Begin DATA IN THIS EXERCISE

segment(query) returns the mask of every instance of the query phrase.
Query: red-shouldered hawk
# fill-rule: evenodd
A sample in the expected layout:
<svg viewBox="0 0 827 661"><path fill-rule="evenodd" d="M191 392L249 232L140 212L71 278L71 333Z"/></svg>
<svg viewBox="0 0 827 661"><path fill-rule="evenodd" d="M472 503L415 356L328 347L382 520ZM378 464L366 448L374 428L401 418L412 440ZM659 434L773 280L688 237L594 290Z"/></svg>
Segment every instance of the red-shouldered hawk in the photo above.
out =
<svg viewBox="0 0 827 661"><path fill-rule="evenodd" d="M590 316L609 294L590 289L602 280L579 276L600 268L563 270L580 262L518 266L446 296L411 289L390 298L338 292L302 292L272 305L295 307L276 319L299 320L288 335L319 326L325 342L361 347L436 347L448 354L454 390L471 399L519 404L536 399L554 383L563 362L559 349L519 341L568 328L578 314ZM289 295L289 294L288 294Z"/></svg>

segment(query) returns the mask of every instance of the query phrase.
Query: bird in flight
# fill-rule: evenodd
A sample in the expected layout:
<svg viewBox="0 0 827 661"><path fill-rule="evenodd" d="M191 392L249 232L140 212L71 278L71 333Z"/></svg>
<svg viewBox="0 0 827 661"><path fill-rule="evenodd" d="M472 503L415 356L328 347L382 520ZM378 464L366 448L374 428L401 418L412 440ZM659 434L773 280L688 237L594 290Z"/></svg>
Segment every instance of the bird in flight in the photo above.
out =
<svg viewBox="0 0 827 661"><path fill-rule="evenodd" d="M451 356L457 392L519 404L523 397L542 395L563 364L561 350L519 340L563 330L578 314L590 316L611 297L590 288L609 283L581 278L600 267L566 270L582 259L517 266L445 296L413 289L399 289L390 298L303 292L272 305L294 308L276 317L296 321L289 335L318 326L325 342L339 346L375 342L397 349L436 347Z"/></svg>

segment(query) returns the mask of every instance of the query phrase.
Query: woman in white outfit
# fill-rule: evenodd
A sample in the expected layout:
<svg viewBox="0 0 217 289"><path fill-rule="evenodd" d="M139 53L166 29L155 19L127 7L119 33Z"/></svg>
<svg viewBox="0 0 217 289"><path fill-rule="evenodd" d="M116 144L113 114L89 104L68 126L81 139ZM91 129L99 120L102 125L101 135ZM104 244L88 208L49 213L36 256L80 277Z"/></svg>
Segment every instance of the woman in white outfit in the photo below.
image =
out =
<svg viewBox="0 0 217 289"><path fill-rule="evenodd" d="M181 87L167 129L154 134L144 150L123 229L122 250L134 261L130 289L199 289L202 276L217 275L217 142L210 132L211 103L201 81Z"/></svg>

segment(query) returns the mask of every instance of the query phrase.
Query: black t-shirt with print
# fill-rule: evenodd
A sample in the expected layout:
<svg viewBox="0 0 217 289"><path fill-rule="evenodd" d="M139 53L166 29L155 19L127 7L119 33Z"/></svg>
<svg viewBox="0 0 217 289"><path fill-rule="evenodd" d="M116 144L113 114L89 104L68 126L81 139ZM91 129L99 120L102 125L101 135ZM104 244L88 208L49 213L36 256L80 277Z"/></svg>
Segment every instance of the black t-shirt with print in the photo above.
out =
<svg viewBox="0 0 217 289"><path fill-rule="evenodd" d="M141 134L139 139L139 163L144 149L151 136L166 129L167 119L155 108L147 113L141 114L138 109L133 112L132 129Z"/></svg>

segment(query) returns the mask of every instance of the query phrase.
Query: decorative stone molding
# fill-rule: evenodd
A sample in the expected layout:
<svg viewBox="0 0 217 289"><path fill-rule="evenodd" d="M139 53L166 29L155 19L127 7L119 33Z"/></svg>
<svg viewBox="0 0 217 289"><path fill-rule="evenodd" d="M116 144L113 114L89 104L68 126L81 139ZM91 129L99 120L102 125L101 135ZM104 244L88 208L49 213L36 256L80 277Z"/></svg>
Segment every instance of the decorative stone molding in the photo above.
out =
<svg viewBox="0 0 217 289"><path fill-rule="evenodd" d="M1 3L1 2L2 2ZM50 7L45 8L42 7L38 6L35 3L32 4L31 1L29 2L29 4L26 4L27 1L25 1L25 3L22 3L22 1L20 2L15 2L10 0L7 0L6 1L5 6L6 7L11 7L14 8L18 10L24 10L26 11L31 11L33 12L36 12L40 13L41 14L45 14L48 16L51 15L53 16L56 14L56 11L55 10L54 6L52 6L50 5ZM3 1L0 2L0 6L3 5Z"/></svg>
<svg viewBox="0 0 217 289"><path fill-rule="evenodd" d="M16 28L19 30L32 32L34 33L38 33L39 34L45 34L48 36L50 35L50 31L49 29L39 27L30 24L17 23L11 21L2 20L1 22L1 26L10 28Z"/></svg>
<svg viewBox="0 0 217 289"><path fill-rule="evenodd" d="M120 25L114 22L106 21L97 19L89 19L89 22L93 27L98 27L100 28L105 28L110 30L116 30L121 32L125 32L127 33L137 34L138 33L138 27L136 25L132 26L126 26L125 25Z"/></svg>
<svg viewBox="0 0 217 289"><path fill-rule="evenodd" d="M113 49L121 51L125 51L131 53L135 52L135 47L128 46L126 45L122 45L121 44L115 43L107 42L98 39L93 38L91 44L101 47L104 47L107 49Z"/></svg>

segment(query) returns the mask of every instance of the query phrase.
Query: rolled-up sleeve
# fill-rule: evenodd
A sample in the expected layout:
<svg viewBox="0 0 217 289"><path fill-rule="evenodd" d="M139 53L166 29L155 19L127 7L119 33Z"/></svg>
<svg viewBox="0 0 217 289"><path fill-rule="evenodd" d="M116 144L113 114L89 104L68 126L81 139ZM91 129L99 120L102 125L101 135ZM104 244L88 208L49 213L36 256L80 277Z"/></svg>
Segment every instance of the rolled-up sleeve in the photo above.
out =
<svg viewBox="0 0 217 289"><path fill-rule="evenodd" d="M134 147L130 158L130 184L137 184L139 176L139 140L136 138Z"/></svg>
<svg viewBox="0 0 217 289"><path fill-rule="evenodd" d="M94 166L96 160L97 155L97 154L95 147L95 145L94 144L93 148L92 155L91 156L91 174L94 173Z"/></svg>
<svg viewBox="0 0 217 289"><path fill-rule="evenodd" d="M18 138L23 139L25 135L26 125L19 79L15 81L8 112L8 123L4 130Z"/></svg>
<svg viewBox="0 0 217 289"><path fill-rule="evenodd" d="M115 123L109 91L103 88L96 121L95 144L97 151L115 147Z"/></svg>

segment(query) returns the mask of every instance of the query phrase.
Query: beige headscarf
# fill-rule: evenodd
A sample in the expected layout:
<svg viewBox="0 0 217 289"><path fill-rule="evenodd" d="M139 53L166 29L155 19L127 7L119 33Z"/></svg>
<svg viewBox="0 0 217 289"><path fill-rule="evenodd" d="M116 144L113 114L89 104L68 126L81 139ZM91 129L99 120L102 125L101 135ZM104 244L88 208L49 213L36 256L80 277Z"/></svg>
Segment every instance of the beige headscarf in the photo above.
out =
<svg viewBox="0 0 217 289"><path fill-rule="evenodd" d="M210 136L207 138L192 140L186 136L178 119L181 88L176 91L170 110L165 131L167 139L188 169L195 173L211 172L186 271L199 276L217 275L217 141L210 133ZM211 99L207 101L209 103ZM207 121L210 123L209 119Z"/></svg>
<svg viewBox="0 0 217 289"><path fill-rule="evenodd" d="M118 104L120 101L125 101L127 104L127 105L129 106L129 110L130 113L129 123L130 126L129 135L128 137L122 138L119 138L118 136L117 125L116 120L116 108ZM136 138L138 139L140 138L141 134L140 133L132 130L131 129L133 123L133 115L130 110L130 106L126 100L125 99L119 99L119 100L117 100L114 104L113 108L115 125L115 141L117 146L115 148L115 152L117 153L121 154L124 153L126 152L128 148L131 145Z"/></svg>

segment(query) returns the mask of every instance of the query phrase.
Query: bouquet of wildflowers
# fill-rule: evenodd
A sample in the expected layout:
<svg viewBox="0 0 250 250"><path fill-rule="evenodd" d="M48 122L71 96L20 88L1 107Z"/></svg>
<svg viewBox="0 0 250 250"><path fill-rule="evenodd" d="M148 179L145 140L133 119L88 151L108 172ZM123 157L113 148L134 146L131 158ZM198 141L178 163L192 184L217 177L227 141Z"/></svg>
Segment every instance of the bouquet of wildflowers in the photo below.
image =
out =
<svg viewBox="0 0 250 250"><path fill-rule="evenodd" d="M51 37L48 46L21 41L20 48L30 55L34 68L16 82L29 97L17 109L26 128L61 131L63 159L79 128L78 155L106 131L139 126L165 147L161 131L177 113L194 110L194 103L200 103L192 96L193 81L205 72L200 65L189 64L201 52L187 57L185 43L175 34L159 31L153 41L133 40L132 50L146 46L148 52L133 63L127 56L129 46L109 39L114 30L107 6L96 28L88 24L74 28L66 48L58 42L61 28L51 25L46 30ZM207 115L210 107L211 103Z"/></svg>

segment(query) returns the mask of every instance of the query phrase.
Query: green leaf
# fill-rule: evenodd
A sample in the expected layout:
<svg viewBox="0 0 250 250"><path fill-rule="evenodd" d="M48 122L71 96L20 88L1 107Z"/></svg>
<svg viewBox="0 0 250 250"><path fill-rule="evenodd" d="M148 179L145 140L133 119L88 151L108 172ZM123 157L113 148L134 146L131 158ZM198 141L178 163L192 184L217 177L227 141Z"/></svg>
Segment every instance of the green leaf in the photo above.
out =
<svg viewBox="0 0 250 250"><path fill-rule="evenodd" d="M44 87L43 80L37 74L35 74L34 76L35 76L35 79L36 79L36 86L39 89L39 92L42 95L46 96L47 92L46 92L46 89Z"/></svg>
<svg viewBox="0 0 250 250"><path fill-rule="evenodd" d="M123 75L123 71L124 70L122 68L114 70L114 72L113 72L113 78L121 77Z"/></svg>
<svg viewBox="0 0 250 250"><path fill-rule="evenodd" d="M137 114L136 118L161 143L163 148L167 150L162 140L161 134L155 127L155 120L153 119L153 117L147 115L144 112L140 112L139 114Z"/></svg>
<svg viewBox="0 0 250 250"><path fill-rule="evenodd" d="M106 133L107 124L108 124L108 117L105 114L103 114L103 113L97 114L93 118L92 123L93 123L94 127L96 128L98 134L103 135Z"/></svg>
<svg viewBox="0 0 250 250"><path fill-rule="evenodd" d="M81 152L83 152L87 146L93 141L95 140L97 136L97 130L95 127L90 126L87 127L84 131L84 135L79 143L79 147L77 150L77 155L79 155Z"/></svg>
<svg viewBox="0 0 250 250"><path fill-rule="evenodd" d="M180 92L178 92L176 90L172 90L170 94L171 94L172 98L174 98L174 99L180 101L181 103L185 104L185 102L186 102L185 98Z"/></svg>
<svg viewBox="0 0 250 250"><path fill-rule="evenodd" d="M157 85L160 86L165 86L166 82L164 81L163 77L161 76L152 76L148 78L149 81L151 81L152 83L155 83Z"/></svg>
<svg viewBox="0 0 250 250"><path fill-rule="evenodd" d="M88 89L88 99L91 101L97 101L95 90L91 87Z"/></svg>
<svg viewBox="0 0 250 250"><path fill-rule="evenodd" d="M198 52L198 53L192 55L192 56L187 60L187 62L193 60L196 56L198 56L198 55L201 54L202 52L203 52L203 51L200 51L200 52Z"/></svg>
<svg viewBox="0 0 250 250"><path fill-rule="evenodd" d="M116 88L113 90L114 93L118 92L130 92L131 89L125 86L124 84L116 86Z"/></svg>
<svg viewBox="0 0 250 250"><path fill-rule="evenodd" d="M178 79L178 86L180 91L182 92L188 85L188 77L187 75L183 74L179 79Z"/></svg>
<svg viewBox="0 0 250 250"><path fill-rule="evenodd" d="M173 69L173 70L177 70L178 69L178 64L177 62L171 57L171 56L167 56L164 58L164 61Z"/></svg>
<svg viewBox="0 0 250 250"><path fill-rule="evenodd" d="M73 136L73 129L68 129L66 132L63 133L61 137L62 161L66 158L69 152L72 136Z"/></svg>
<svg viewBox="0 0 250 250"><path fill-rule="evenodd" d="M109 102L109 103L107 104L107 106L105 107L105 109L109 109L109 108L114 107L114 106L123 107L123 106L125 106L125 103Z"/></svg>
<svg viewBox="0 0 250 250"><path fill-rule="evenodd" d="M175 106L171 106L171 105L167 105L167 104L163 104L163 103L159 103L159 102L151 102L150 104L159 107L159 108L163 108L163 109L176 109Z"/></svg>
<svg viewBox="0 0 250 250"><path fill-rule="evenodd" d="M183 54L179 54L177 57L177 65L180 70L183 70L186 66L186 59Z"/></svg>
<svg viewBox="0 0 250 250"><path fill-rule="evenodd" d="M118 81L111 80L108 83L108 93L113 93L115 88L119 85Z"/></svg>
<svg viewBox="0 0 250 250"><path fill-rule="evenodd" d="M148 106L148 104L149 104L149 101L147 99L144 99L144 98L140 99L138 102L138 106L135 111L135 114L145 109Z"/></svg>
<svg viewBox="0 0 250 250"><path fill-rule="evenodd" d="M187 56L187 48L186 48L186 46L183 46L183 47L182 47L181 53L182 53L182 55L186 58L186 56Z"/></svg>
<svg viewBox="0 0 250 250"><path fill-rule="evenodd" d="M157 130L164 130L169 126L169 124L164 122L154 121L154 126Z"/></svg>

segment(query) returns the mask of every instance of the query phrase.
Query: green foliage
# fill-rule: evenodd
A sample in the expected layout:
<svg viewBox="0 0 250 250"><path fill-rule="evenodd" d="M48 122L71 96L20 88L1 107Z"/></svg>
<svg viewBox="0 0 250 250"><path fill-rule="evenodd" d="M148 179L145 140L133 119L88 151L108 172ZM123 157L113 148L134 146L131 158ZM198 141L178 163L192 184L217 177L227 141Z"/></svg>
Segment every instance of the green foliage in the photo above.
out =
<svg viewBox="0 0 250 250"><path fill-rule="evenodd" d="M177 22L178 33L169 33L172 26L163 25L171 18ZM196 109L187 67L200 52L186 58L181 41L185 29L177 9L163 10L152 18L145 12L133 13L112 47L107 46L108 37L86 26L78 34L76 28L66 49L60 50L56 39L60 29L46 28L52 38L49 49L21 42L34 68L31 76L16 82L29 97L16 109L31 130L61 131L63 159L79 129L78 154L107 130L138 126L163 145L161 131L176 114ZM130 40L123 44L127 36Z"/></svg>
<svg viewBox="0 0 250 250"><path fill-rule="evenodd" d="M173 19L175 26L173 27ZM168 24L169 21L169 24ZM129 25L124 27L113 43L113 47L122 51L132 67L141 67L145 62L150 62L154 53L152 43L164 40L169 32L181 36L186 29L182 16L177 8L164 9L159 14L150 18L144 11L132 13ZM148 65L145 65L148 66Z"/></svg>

End DATA IN THIS EXERCISE

TASK DIRECTIONS. Convert the listing, starting at its first line and ending at the line containing "356L457 392L519 404L523", into a Markdown table with a Row column for the line number and a Text column for the line itself. Leave out blank lines.

SOLUTION TO THIS EXERCISE.
| Row | Text |
|---|---|
| 1 | segment(query) returns the mask of every instance of the query phrase. |
| 2 | Query: red-shouldered hawk |
| 3 | # fill-rule: evenodd |
| 4 | A sample in the expected layout: |
| 5 | <svg viewBox="0 0 827 661"><path fill-rule="evenodd" d="M191 392L249 232L140 212L71 278L71 333Z"/></svg> |
| 6 | <svg viewBox="0 0 827 661"><path fill-rule="evenodd" d="M472 503L415 356L328 347L382 520ZM378 464L366 448L374 428L401 418L412 440ZM659 434L773 280L688 237L594 290Z"/></svg> |
| 7 | Segment every instance of the red-shouldered hawk in the photo above. |
| 8 | out = |
| 9 | <svg viewBox="0 0 827 661"><path fill-rule="evenodd" d="M590 316L609 294L590 289L602 280L579 276L600 268L563 270L580 262L518 266L446 296L411 289L390 298L338 292L302 292L272 305L295 307L276 319L299 320L288 335L319 326L325 342L361 347L436 347L448 354L454 390L471 399L519 404L536 399L554 383L563 362L559 349L519 341L568 328L578 314ZM289 295L289 294L288 294Z"/></svg> |
| 10 | segment(query) returns the mask of every instance of the query phrase. |
| 11 | Query: bird in flight |
| 12 | # fill-rule: evenodd |
| 13 | A sample in the expected layout: |
| 14 | <svg viewBox="0 0 827 661"><path fill-rule="evenodd" d="M191 392L249 232L140 212L71 278L71 333Z"/></svg> |
| 15 | <svg viewBox="0 0 827 661"><path fill-rule="evenodd" d="M472 503L415 356L328 347L382 520ZM378 464L366 448L374 428L401 418L412 440ZM659 434L773 280L688 237L594 290Z"/></svg> |
| 16 | Segment every instance of the bird in flight in the photo above. |
| 17 | out = |
| 18 | <svg viewBox="0 0 827 661"><path fill-rule="evenodd" d="M451 356L457 392L519 404L523 397L542 395L563 364L561 350L519 340L563 330L578 314L590 316L611 297L590 288L609 283L581 278L600 267L566 270L582 259L517 266L445 296L413 289L399 289L390 298L303 292L272 305L294 308L276 317L296 321L289 335L318 326L325 342L339 346L375 342L397 349L436 347Z"/></svg> |